> [Exercise aim]
Return the entire listing exactly, leaving nothing out.

> [Source records]
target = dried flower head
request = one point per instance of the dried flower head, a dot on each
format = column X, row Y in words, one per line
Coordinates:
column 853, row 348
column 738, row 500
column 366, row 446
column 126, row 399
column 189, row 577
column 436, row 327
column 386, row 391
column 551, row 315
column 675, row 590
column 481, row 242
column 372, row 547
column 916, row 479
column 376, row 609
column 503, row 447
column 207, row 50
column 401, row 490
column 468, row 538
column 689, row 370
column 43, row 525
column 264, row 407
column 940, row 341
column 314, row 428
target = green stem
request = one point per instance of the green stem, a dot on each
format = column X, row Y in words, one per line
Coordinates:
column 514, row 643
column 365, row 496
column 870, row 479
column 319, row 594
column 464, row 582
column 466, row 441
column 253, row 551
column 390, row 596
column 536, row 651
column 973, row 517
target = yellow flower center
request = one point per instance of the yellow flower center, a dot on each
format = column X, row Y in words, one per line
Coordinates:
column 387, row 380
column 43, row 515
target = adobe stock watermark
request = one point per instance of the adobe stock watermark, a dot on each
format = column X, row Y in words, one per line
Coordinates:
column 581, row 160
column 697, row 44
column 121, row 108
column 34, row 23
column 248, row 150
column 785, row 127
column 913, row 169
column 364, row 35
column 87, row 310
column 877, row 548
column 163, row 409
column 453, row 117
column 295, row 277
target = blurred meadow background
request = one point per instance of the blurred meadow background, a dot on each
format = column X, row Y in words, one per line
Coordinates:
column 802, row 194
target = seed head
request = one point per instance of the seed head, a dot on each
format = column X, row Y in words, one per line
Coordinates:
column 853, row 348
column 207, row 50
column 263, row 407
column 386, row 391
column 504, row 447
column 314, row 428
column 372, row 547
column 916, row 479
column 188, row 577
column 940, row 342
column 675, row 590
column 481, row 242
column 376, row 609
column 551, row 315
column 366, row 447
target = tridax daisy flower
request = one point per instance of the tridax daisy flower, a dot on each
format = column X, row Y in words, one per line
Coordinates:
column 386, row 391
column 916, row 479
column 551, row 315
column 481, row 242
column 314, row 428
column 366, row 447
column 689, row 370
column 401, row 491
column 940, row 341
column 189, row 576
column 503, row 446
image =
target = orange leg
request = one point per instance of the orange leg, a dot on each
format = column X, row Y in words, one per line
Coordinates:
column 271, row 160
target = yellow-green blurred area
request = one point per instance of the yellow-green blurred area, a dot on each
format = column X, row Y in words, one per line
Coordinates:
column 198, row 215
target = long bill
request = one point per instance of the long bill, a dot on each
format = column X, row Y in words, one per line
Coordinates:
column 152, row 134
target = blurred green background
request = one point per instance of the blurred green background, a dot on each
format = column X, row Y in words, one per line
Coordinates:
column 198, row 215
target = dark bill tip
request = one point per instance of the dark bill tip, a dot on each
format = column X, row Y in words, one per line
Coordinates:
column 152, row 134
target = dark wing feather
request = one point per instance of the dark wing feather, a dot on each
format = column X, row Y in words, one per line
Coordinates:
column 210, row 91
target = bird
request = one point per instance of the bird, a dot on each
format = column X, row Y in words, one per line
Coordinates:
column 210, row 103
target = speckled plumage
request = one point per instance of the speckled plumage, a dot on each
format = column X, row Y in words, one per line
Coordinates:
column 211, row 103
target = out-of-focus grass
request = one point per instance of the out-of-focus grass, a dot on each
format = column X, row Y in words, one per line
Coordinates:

> [Your solution]
target = dried flower head
request = one point per instance of the dried flower head, a dot on each
format = column X, row Y in words, one per line
Coordinates:
column 853, row 348
column 738, row 500
column 366, row 446
column 126, row 399
column 189, row 577
column 436, row 327
column 386, row 391
column 551, row 315
column 675, row 590
column 481, row 242
column 372, row 547
column 916, row 479
column 376, row 609
column 503, row 447
column 207, row 50
column 401, row 490
column 468, row 538
column 689, row 370
column 43, row 525
column 264, row 407
column 940, row 341
column 314, row 428
target = green stem
request = one point per instance of the green stem, a dot on each
format = column X, row Y in words, one per line
Coordinates:
column 514, row 643
column 365, row 496
column 870, row 479
column 319, row 594
column 464, row 582
column 466, row 441
column 253, row 551
column 390, row 596
column 536, row 651
column 973, row 517
target = yellow flower center
request = one point per instance of the yellow flower center, a dot on each
format = column X, row Y in words, one per line
Coordinates:
column 387, row 380
column 43, row 515
target = adobe stock watermark
request = one point per instance of the adobe stock watermark, a dot on each
format = column X, row Y in words, one per line
Coordinates:
column 581, row 160
column 697, row 44
column 121, row 108
column 34, row 23
column 248, row 150
column 785, row 127
column 913, row 169
column 364, row 35
column 87, row 310
column 877, row 548
column 163, row 409
column 453, row 117
column 295, row 277
target = blurred meadow background
request = one point per instance of the blurred meadow background, a dot on each
format = column X, row Y in words, one per line
Coordinates:
column 802, row 194
target = seed head
request = one point per instance of the seed head, a dot on each
format = column X, row Y in words, one per line
Coordinates:
column 853, row 348
column 207, row 50
column 263, row 407
column 386, row 391
column 504, row 447
column 314, row 428
column 372, row 547
column 916, row 479
column 188, row 577
column 940, row 342
column 675, row 590
column 481, row 242
column 376, row 609
column 551, row 315
column 366, row 447
target = tridax daisy flower
request = one point per instance of the tridax daisy flower, a dot on each
format = column X, row Y in words, one per line
Coordinates:
column 386, row 391
column 916, row 479
column 551, row 315
column 481, row 242
column 314, row 428
column 366, row 447
column 689, row 370
column 401, row 491
column 940, row 341
column 189, row 576
column 503, row 446
image =
target = orange leg
request = one point per instance of the orange leg, a dot on each
format = column X, row Y in words, one per line
Coordinates:
column 271, row 160
target = yellow-green blurred area
request = one point per instance of the yellow-green blurred area, a dot on each
format = column X, row Y in words, one per line
Coordinates:
column 198, row 215
target = long bill
request = one point per instance of the long bill, a dot on each
format = column X, row Y in words, one per line
Coordinates:
column 152, row 134
target = blurred green background
request = one point per instance of the blurred green background, a dot on each
format = column X, row Y in words, one per line
Coordinates:
column 198, row 215
target = dark bill tip
request = one point per instance of the dark bill tip, a dot on each
format = column X, row Y in words, one per line
Coordinates:
column 152, row 134
target = dark wing feather
request = one point per instance of the dark wing feather, a dot on each
format = column X, row Y in words, one per line
Coordinates:
column 210, row 91
target = bird
request = one point per instance of the bird, a dot on each
format = column X, row Y in words, one per line
Coordinates:
column 210, row 103
target = speckled plumage
request = one point per instance of the speckled plumage, a dot on each
format = column X, row Y in words, one per line
Coordinates:
column 211, row 103
target = out-of-focus grass
request = one point per instance of the out-of-focus grass, a dot on each
format = column X, row Y in words, one per line
Coordinates:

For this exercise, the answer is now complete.